REQUIRED TASKS
1 – Revise the stretch from "ReadStore Basic provides" through "and experimental researchers." of the ReadStore text, changing "experimental researchers" to "lab scientists".
2 – Decide whether each statement below agrees with the ReadStore text, answering yes or no and quoting the words that settle it. (a) The Admin account's initial password comes with the license key. (b) ReadStore Basic includes cloud integration. (c) Users create their own accounts in the web app.

====== TEXT SHOWN ======

ReadStore is a platform for storing, managing, and integrating omics data. It speeds up analysis and offers a simple way of managing and sharing NGS omics datasets, metadata and processed data (Processed Data). Built-in project and metadata management structures your workflows and a collaborative user interface enhances teamwork — so you can focus on generating insights.

The integrated Webservice enables you to directly retrieve data from ReadStore via the terminal Command-Line Interface (CLI) or Python / R SDKs.

The ReadStore Basic version offered here provides a local web server with simple user management. If you need organization-wide deployment, advanced user and group management, or cloud integration, please check the ReadStore Advanced versions and reach out to info@evo-byte.com.

Description

ReadStore facilitates managing FASTQ files, NGS and Omics data, along with experimental (meta)data and Processed Dataset. It provides a database and a web app with a simple user interface to create and edit datasets and projects. You can create your own structure using metadata key-value pairs (e.g., replicate: 1 or condition: control) or attach files as additional information.

Metadata, file attachments and processed datasets (ProData) can be accessed along with your NGS datasets from analysis scripts or data pipelines, providing consistent workflow automation.

ReadStore Basic enables you to manage NGS data from your local Linux environment and can be set up in a few minutes. It comprises a local web server and web app that you can connect to via your browser to explore and edit your NGS experiments.

To upload FASTQ files and Processed Data from the command line into the ReadStore database, you’ll also need to install the ReadStore CLI.

Logging into the ReadStore web app via the browser requires a user account. User accounts are created from the Admin account, which is setup by default.

ReadStore Basic provides a shared work environment for all registered users. Users can collaborate on editing datasets, projects, metadata, and attachments, with shared access to all resources. This facilitates cross-functional projects, connecting data analysts and experimental researchers.

The ReadStore database can be accessed programmatically using the Command-Line Interface (CLI) or Python & R SDKs. This facilitates easy integration into bioinformatics pipelines and downstream analysis workflows.

If you would like to have more advanced user, group, and permission management, please reach out for a demo of the ReadStore Advanced version.

Security, Permissions and Backup

PLEASE READ AND FOLLOW THESE INSTRUCTIONS CAREFULLY!

ReadStore Basic comes with simple security and permission management based on Linux file permissions, which govern access to the ReadStore database.

Database Permissions

The Linux user running the readstore-server is, by default, the Data Owner. In this role, the Data Owner has exclusive read/write permissions (chmod 600) to the database files, database backups, secret key, and ReadStore configuration.

The Data Owner must ensure that access rights to these files remain restricted to prevent unauthorized access to the ReadStore database (see Installation). By default, the secret key and configuration files are stored in your home directory (~/.rs-server/), but you can change the --config-directory to specify a different folder path.

The ReadStore secret key is located in your --config-dir (default ~/.rs-server/secret_key). It is recommended to keep a secured copy of the secret key to allow access to backups or restore the database in case of an incident.

Admin Account

Upon the first launch of the ReadStore Basic web server, the Admin account is created with a password provided along with your license key.

The Admin must change the Admin password immediately upon the first login.

User Account Passwords and Tokens

To log in to the ReadStore web app via a web browser, each User needs a user account. User accounts are created by the Admin from within the web app. The Admin sets an account password when creating new users. Each User can later change their account password.

====== GIVEN DATA ======

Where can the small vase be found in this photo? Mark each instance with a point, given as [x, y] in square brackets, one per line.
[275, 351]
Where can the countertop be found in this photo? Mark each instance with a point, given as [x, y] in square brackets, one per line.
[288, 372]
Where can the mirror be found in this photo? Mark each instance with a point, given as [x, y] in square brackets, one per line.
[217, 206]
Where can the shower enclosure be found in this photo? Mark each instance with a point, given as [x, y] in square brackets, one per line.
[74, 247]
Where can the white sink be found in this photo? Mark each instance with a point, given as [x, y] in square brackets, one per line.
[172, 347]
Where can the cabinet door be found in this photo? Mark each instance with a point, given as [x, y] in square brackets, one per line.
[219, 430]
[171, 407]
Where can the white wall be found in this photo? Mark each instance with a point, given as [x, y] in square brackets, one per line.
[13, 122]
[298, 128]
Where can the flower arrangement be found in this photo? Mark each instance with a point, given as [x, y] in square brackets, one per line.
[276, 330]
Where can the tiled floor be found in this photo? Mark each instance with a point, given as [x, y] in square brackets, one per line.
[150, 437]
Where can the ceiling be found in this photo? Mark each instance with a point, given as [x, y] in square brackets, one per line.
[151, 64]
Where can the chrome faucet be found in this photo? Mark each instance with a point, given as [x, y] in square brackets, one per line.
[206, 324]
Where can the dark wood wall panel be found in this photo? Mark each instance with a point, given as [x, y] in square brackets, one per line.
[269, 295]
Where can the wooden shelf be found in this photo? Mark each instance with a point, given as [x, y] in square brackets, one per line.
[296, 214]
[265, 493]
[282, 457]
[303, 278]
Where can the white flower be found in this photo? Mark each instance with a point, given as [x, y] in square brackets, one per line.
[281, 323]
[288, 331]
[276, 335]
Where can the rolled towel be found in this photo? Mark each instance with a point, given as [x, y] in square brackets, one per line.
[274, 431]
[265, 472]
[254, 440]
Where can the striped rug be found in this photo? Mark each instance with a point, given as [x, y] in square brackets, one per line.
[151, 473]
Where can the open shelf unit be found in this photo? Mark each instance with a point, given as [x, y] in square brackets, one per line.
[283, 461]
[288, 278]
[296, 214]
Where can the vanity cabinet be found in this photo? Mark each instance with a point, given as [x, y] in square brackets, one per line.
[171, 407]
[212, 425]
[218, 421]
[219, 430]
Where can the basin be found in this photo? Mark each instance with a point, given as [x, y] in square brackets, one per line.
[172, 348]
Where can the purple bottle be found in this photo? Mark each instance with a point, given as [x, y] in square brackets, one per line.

======

THE RESPONSES
1 –
ReadStore Basic provides a shared work environment for all registered users. Users can collaborate on editing datasets, projects, metadata, and attachments, with shared access to all resources. This facilitates cross-functional projects, connecting data analysts and lab scientists.

2 –
(a) Yes: "the Admin account is created with a password provided along with your license key."
(b) No: "If you need organization-wide deployment, advanced user and group management, or cloud integration, please check the ReadStore Advanced versions"
(c) No: "User accounts are created by the Admin from within the web app."